[Votre objectif] D'après le texte sur les analyses des psychiatres, quelle part des actifs présente une « détresse orientant vers un trouble mental » ?

Introduction : pourquoi les analyses de certains psychiatres sont-elles contestables ?
Un actif sur cinq présente une « détresse orientant vers un trouble mental ». Plus de la moitié des salariés présentent des « niveaux élevés d’anxiété ». Ces constats donnent lieu à beaucoup d’analyses effectuées par des professionnels, en particulier des psychiatres.
Cependant, leurs analyses peuvent s’avérer partielles, à cause des deux biais suivants :
- La priorité pour un psychiatre est que son patient se réinsère dans la société. De ce fait, il aura tendance à émettre des interprétations qui portent sur le patient lui-même plutôt que sur la société. Pour la plupart des psychiatres, la société est « normale », c’est le patient qui ne l’est pas. Il existe pourtant des théories contraires, comme l’atteste cette célèbre citation de Jiddu Krishnamurti : « Ce n’est pas un signe de bonne santé que d’être bien adapté à une société profondément malade. »
- Les psychiatres n’ont souvent jamais travaillé eux-mêmes en entreprise. Or, nombre de patients qui viennent les voir sont des salariés ne supportant pas le monde du travail.

[Données à examiner]
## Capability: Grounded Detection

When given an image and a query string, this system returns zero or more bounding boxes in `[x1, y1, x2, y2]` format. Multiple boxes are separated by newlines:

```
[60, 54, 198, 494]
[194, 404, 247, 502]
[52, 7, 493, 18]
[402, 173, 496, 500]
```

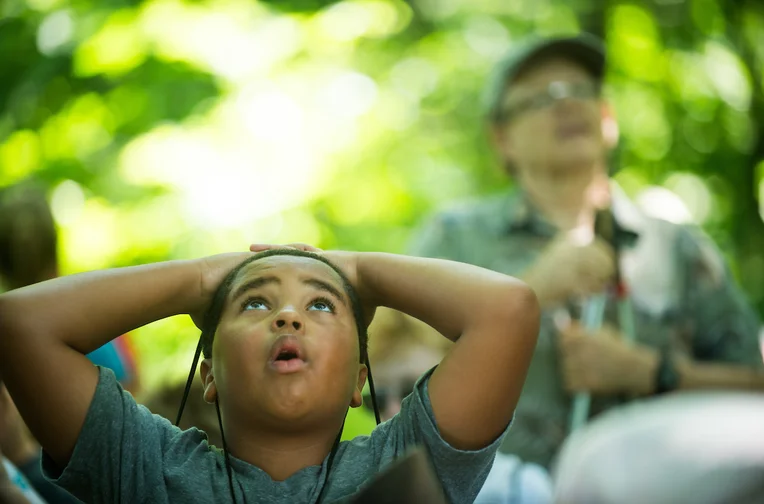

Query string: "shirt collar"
[495, 181, 646, 243]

[Réponse rédigée] Un actif sur cinq.